- **DATASET EXTRACT**:

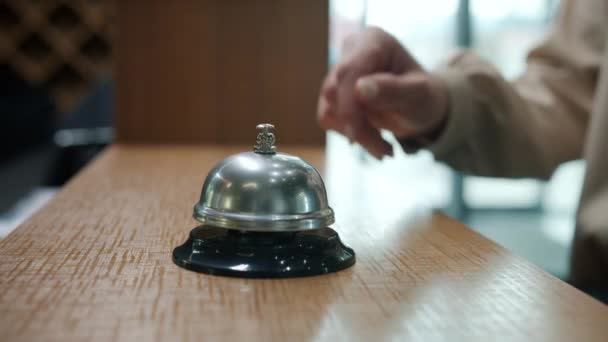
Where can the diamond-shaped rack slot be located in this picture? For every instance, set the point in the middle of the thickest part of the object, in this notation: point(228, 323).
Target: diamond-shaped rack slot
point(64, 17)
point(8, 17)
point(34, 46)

--

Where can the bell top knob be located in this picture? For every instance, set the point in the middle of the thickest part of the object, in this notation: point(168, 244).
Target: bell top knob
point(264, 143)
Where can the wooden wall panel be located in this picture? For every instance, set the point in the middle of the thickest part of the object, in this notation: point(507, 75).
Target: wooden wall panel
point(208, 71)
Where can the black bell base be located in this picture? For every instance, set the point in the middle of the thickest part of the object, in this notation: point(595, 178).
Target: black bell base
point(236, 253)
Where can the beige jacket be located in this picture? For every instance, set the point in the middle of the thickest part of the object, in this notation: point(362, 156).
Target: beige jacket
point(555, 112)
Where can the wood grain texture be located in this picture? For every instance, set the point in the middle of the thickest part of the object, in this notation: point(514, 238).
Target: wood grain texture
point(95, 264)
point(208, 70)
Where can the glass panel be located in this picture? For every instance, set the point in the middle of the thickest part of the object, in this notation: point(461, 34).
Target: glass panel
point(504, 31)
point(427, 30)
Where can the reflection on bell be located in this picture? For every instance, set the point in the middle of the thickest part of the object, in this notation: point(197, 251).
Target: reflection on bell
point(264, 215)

- **YOUR GOAL**: Reproduce everything in the material from the line containing "Where can the glass" down to the line containing "point(264, 215)", both of those lines included.

- **FULL OUTPUT**:
Where can the glass panel be located in this picture? For every instance, set the point in the middle of the thickest part of the object, in this notation: point(461, 34).
Target: glass panel
point(504, 31)
point(427, 30)
Where can the reflection on bell be located in this picture? For every instance, set the point in the middle of the thickest part of the object, in this notation: point(197, 251).
Target: reflection on bell
point(264, 215)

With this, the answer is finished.